* _Records_
----------
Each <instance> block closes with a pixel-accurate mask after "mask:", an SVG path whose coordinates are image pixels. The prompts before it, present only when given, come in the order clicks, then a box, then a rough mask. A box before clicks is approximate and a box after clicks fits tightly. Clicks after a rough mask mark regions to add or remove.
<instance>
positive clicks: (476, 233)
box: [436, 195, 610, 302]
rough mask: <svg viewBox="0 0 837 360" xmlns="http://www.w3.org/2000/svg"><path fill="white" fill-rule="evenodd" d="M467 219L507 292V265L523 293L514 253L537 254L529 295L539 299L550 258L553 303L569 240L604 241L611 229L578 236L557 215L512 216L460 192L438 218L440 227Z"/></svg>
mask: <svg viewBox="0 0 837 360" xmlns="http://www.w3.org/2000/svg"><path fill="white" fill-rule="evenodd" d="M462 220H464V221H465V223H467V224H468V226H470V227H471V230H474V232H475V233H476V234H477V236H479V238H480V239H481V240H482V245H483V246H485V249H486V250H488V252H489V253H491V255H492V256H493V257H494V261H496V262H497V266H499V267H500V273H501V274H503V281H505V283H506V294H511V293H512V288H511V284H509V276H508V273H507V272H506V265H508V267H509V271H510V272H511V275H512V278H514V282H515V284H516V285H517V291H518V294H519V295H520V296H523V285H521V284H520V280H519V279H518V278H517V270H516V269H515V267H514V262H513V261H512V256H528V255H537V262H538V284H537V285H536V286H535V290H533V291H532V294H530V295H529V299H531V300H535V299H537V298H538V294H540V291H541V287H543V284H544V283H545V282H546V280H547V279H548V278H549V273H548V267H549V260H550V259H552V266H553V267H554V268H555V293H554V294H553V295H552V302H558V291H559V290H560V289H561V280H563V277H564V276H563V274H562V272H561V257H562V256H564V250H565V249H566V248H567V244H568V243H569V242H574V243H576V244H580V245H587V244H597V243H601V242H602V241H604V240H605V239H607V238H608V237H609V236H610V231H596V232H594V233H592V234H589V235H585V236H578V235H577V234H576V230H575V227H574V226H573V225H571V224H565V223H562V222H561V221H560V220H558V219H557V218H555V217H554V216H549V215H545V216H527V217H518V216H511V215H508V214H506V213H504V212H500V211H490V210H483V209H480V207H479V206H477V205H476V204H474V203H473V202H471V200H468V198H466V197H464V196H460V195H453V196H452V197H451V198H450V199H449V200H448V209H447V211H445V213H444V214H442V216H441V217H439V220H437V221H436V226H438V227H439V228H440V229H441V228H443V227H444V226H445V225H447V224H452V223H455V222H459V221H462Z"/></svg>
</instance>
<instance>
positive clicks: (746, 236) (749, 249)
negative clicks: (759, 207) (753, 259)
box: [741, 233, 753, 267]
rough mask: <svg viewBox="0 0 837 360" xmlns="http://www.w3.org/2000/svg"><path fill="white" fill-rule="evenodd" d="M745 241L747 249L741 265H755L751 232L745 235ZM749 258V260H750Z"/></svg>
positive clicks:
----------
* _Task to carry out_
In the listing above, each line with the word "clicks" is to be copied out.

* _Written answer_
Each <instance> block closes with a pixel-accurate mask after "mask:", an SVG path whose coordinates are image pixels. The prompts before it, present only when given, come in the order clicks, then a box, then a rough mask. A box before clicks is approximate and a box after clicks fits tightly. Clicks after a rough mask mark regions to add or remove.
positive clicks: (476, 233)
positive clicks: (746, 236) (749, 249)
negative clicks: (759, 207) (753, 259)
positive clicks:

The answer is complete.